§ Aim of the exercise:
Within the listing below, please copy exactly the lines between the line holding "Target: ring light." and the line holding "Target: man's fingers.", inclusive.

========

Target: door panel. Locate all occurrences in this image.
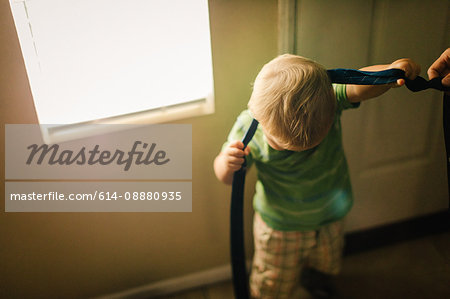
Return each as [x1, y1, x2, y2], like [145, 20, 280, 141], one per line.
[291, 0, 449, 231]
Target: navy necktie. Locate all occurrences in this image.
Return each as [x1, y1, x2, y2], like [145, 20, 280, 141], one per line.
[327, 68, 449, 92]
[230, 68, 448, 299]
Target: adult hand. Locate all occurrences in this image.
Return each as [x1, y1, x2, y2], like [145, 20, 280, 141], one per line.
[428, 48, 450, 90]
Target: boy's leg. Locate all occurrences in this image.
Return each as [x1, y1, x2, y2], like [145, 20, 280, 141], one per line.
[306, 220, 345, 275]
[301, 220, 345, 299]
[250, 212, 316, 299]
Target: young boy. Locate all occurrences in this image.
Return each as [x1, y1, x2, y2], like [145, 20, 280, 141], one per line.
[214, 54, 420, 299]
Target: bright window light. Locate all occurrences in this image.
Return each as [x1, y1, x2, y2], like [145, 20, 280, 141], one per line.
[9, 0, 214, 125]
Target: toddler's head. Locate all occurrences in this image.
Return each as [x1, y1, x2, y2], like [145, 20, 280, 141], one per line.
[248, 54, 336, 151]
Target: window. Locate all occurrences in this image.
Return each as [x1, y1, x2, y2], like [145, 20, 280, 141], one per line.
[9, 0, 214, 141]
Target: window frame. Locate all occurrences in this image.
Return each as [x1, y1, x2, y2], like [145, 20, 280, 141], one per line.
[9, 0, 215, 143]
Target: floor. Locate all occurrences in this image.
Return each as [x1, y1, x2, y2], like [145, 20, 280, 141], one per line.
[158, 231, 450, 299]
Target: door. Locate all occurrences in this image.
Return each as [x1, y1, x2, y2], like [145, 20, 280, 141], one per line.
[280, 0, 449, 231]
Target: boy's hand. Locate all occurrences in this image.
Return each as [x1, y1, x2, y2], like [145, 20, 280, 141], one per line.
[222, 140, 251, 172]
[214, 140, 251, 184]
[388, 58, 421, 87]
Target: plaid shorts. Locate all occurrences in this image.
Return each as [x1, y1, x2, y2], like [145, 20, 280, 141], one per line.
[249, 212, 345, 299]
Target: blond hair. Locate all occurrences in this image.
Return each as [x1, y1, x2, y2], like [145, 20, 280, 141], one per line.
[248, 54, 336, 149]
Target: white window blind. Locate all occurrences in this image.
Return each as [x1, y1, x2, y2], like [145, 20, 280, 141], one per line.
[9, 0, 214, 126]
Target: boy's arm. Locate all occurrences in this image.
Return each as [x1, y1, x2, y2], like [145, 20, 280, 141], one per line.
[346, 58, 421, 103]
[214, 140, 251, 185]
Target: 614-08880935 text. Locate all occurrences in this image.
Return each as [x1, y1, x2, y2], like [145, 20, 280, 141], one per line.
[97, 191, 182, 201]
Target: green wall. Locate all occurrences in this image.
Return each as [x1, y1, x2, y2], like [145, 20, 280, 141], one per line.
[0, 0, 278, 297]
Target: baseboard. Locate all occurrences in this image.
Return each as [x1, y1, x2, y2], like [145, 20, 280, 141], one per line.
[95, 261, 251, 299]
[344, 210, 450, 256]
[97, 210, 449, 298]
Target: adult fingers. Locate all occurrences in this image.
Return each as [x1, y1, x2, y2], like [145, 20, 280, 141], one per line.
[427, 48, 450, 80]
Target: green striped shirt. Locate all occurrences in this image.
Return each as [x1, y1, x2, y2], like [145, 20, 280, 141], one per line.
[224, 84, 359, 231]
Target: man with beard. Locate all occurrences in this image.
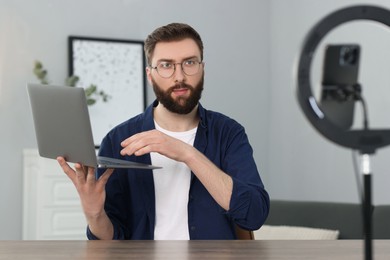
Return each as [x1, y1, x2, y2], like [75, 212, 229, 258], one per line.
[57, 23, 269, 240]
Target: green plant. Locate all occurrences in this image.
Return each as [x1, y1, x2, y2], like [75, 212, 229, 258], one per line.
[33, 61, 110, 105]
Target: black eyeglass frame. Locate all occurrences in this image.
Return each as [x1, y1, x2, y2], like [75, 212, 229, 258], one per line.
[149, 60, 204, 78]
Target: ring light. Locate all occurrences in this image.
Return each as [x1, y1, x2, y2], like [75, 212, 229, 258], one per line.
[296, 5, 390, 154]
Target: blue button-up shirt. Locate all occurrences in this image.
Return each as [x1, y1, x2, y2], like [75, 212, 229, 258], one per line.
[87, 100, 269, 240]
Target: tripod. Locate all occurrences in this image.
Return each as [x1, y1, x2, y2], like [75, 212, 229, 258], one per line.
[360, 153, 373, 260]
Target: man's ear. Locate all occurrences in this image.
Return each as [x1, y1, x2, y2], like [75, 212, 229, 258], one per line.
[145, 67, 152, 85]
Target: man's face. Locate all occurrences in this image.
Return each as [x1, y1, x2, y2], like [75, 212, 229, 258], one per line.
[146, 38, 204, 114]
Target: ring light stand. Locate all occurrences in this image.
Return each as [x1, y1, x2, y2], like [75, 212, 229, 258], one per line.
[296, 5, 390, 260]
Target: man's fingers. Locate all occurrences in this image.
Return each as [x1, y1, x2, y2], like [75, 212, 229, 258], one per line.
[74, 163, 88, 183]
[57, 157, 76, 180]
[57, 156, 71, 172]
[57, 156, 113, 189]
[84, 167, 114, 187]
[86, 166, 97, 184]
[98, 168, 114, 185]
[120, 130, 161, 156]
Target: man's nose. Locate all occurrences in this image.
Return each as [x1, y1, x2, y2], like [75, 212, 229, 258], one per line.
[173, 63, 185, 82]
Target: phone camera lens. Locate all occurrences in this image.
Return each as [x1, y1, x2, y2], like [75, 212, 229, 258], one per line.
[340, 46, 358, 66]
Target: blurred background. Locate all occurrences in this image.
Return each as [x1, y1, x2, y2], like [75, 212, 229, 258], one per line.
[1, 0, 390, 239]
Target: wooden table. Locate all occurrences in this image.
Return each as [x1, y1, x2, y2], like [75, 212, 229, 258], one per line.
[0, 240, 389, 259]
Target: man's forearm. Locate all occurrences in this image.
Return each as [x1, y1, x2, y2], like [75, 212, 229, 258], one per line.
[185, 147, 233, 210]
[87, 211, 114, 240]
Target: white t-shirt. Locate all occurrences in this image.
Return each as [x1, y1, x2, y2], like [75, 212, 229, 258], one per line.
[151, 122, 197, 240]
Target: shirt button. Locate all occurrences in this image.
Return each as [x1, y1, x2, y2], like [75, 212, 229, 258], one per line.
[190, 226, 196, 231]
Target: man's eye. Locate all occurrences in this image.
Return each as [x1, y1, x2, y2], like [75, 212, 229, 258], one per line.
[159, 63, 173, 69]
[184, 60, 196, 66]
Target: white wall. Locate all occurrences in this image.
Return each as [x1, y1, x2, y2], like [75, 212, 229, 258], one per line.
[267, 0, 390, 204]
[0, 0, 270, 239]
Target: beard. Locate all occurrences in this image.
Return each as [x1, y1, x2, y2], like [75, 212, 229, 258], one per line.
[151, 75, 204, 114]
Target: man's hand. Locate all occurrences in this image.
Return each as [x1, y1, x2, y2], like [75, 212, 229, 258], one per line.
[120, 129, 193, 162]
[57, 157, 115, 239]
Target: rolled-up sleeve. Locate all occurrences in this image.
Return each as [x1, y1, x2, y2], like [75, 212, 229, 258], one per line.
[221, 124, 270, 230]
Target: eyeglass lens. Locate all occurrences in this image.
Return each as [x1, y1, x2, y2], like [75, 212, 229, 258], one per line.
[155, 60, 201, 78]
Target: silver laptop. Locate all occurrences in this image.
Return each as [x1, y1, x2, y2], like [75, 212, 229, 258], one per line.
[27, 83, 160, 169]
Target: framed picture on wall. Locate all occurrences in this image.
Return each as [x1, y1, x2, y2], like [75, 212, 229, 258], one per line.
[68, 36, 146, 146]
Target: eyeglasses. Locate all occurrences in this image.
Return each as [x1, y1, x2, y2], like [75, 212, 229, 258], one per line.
[149, 59, 203, 78]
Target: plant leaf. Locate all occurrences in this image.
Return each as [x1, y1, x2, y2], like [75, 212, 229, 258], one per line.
[86, 98, 96, 105]
[85, 85, 97, 96]
[66, 75, 79, 87]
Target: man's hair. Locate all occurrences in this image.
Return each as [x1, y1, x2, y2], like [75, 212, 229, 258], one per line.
[144, 23, 204, 65]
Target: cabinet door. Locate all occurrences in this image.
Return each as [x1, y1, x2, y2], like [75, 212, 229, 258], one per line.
[23, 149, 87, 240]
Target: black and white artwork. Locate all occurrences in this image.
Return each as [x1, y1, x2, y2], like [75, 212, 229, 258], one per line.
[69, 36, 146, 145]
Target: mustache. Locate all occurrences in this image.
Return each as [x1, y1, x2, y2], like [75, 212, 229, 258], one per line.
[169, 83, 193, 91]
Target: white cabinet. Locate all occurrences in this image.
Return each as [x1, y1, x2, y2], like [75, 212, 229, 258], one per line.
[23, 149, 87, 240]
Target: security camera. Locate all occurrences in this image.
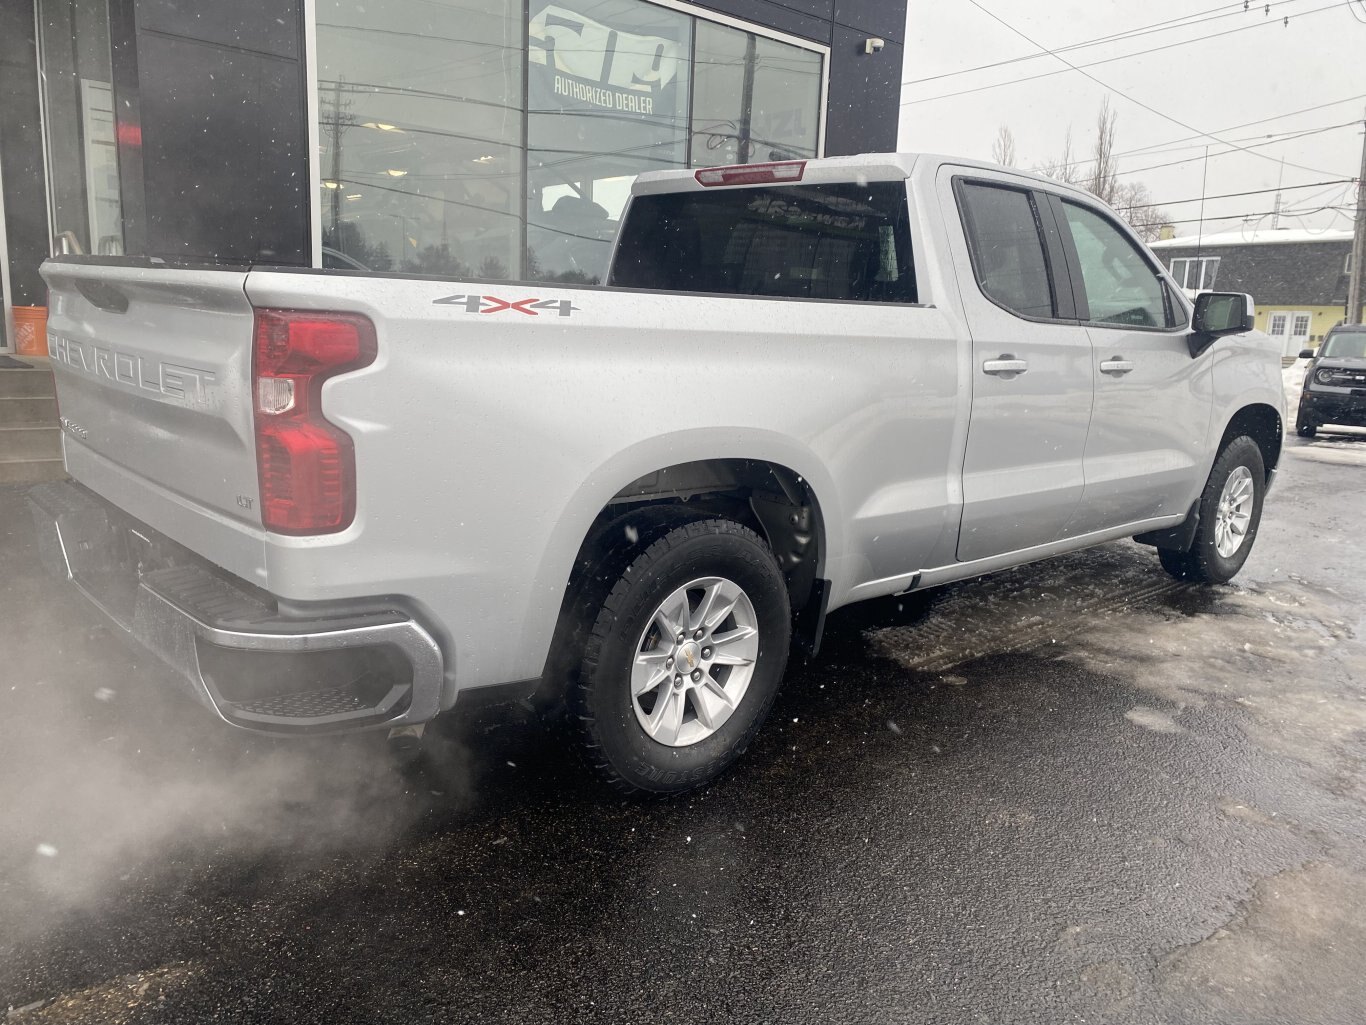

========

§ Task response:
Target: ring light. Locate all occurrences in this image.
Return each as [x1, y1, x2, y2], like [75, 212, 229, 258], one per line.
[296, 5, 390, 154]
Target: blue button-up shirt. Locate all occurrences in this image.
Return each as [x1, y1, x2, y2], like [75, 212, 229, 258], one per line.
[87, 100, 269, 240]
Target: tripod. Locate all occurrences in this image.
Return each as [x1, y1, x2, y2], like [75, 212, 229, 258], one per line.
[360, 153, 373, 260]
Target: man's ear. Locate all occurrences in this image.
Return each as [x1, y1, x2, y2], like [75, 212, 229, 258], one per line.
[145, 67, 152, 85]
Target: man's face. Locate all occurrences in this image.
Return each as [x1, y1, x2, y2], like [75, 212, 229, 258], one per line.
[146, 38, 204, 114]
Target: ring light stand. Locate all occurrences in this image.
Return each as [x1, y1, x2, y2], like [75, 212, 229, 258], one per line.
[296, 5, 390, 260]
Target: man's fingers. Locate all occurrences in this image.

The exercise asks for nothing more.